Exercise. Using the listing below, count every line that contains the word "instance"; respond with the count alone.

Data shown.

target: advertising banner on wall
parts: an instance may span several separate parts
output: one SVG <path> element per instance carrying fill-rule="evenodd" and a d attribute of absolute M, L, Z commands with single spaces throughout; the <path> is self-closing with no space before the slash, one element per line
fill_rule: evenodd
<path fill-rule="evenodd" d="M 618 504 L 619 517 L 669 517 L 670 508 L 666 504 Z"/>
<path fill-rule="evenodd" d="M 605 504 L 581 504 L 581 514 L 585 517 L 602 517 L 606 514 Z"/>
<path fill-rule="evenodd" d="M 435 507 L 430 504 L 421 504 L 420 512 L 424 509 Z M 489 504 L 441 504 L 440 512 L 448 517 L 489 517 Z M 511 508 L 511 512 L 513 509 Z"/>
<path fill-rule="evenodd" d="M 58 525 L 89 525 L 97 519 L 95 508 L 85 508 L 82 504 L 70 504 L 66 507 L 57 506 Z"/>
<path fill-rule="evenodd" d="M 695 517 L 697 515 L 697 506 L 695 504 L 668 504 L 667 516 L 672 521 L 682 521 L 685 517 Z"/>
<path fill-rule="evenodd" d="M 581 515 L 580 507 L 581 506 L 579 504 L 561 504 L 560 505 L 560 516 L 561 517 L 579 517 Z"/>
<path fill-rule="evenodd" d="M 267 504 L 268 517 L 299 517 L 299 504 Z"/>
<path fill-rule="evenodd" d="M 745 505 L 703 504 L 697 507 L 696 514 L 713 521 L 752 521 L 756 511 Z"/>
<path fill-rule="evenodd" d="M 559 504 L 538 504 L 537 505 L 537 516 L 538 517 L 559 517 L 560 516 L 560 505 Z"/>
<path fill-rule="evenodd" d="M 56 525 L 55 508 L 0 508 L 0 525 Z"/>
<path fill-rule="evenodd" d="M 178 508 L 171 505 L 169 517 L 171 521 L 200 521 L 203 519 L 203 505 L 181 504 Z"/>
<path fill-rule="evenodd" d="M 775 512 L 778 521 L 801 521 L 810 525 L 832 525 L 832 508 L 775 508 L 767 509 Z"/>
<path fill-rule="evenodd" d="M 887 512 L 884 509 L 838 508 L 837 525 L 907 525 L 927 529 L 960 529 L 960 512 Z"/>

Exercise solution. 2